Supplied records -
※

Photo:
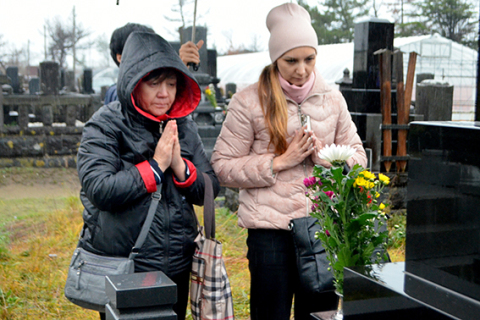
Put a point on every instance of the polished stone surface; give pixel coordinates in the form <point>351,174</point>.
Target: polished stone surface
<point>377,292</point>
<point>440,278</point>
<point>443,205</point>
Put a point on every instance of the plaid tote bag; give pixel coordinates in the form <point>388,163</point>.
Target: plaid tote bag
<point>210,293</point>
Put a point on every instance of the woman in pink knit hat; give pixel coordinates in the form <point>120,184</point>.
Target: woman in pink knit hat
<point>264,150</point>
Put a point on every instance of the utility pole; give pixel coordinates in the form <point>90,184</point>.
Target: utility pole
<point>74,42</point>
<point>28,58</point>
<point>45,41</point>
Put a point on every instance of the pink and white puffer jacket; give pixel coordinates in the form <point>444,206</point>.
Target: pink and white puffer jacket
<point>242,156</point>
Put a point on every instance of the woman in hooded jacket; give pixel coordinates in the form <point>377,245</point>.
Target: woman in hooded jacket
<point>264,150</point>
<point>129,147</point>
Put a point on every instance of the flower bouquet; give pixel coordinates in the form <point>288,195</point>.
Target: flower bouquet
<point>210,93</point>
<point>348,212</point>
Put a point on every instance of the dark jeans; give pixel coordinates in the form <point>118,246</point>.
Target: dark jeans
<point>183,282</point>
<point>274,279</point>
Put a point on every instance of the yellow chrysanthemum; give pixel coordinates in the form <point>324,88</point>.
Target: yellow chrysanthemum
<point>385,180</point>
<point>360,181</point>
<point>368,175</point>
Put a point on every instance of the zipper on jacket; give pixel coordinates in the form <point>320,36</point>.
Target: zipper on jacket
<point>160,127</point>
<point>167,237</point>
<point>304,162</point>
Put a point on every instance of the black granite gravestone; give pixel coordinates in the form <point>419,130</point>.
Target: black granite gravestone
<point>34,85</point>
<point>440,278</point>
<point>12,73</point>
<point>49,77</point>
<point>87,81</point>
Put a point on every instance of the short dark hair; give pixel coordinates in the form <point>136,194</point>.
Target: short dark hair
<point>120,35</point>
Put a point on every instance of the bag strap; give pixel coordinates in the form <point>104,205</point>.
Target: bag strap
<point>208,208</point>
<point>156,196</point>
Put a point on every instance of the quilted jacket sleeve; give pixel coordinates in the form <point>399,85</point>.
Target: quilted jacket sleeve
<point>106,183</point>
<point>233,159</point>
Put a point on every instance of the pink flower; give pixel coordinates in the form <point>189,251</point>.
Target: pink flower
<point>308,182</point>
<point>329,194</point>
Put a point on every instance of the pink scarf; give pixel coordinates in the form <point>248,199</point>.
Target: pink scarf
<point>296,93</point>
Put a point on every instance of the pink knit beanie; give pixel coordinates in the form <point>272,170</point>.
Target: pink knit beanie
<point>290,27</point>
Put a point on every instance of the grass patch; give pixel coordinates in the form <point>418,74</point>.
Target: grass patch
<point>36,247</point>
<point>35,251</point>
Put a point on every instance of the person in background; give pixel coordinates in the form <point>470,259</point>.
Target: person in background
<point>188,51</point>
<point>264,150</point>
<point>130,148</point>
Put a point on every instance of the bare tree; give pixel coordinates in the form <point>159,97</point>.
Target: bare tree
<point>102,45</point>
<point>182,9</point>
<point>64,39</point>
<point>2,51</point>
<point>185,10</point>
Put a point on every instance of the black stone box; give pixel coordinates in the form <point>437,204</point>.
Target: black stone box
<point>139,290</point>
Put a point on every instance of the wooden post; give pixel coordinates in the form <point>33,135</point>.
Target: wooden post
<point>401,120</point>
<point>412,61</point>
<point>407,96</point>
<point>386,102</point>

※

Task directions - Only exact copies of the lines from the one containing "Target: grass patch" to the end of the records belong in the answer.

Answer -
Target: grass patch
<point>36,247</point>
<point>35,251</point>
Put a point on every instance of the person in background; give pixel coordinates in the form <point>470,259</point>.
Target: person in background
<point>188,51</point>
<point>264,150</point>
<point>130,148</point>
Put a point on every instance of the bare tree; give pixel coordinates in the form <point>159,97</point>.
Target: bare tree
<point>102,45</point>
<point>182,9</point>
<point>64,39</point>
<point>2,51</point>
<point>185,10</point>
Put a point on every instance of the black stone box; give pixel coordinates in the form <point>437,204</point>.
Target: black stone box
<point>139,290</point>
Put a point on every instance of the wooden post; give pixel coordinates in the form <point>33,135</point>.
Target: wooden post
<point>401,120</point>
<point>412,61</point>
<point>407,96</point>
<point>386,102</point>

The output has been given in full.